— Stated problem —
Gather every line of the data below that contains the string "slope", where case counts, and copy each of those lines in full.

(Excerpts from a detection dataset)
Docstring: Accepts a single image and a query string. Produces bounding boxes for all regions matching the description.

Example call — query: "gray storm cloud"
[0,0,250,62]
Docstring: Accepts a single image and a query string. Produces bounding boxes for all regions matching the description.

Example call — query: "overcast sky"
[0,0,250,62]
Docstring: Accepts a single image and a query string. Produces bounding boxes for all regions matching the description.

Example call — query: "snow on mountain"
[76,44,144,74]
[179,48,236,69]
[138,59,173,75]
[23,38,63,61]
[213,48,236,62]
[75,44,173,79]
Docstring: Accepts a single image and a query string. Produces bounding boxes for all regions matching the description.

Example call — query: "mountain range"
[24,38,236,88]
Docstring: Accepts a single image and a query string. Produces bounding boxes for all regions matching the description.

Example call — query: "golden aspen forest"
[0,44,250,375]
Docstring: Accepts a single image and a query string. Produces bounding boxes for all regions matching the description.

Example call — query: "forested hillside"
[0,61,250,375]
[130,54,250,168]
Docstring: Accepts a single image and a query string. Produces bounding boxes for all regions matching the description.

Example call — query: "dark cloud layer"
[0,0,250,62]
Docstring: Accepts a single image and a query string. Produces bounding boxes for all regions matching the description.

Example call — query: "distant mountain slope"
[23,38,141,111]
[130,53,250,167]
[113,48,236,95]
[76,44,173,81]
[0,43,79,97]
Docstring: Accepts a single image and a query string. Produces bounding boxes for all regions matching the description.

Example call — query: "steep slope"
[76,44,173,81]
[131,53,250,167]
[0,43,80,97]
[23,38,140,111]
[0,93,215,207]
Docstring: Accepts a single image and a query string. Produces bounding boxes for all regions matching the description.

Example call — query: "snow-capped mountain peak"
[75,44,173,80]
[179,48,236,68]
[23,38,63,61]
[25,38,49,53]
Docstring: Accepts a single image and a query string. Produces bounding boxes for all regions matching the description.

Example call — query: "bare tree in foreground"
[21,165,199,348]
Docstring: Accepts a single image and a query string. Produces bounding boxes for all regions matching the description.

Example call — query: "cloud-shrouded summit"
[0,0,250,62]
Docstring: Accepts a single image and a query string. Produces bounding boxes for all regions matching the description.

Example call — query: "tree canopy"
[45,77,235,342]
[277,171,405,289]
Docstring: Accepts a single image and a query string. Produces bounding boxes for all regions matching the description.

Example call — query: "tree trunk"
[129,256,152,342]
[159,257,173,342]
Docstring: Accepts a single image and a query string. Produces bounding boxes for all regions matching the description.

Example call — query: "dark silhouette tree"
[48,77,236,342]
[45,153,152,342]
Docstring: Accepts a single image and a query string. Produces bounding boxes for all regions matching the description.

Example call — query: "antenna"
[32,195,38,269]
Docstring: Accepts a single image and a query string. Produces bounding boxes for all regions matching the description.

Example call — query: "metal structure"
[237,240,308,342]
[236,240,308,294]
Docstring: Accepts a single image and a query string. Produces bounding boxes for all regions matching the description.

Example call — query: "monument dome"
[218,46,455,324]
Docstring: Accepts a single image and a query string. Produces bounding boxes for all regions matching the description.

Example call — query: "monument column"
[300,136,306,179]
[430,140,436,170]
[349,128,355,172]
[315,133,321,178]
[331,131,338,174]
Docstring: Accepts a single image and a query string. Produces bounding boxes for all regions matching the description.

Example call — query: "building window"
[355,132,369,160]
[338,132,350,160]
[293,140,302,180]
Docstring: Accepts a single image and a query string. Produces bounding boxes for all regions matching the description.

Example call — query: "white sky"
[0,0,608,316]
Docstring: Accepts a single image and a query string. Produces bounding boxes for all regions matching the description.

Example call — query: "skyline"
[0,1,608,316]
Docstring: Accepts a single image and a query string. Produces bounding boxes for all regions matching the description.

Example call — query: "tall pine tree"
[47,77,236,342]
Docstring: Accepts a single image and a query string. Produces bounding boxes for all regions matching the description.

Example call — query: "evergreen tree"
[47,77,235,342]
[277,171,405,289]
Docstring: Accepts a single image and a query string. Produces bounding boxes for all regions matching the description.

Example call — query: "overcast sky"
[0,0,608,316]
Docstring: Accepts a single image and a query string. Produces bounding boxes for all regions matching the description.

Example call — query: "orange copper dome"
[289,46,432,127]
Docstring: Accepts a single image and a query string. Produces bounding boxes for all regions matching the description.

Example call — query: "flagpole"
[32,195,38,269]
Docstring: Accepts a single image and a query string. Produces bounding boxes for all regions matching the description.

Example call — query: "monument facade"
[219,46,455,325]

— Full solution —
Example call — query: "distant mountain slope"
Example call — query: "steep slope"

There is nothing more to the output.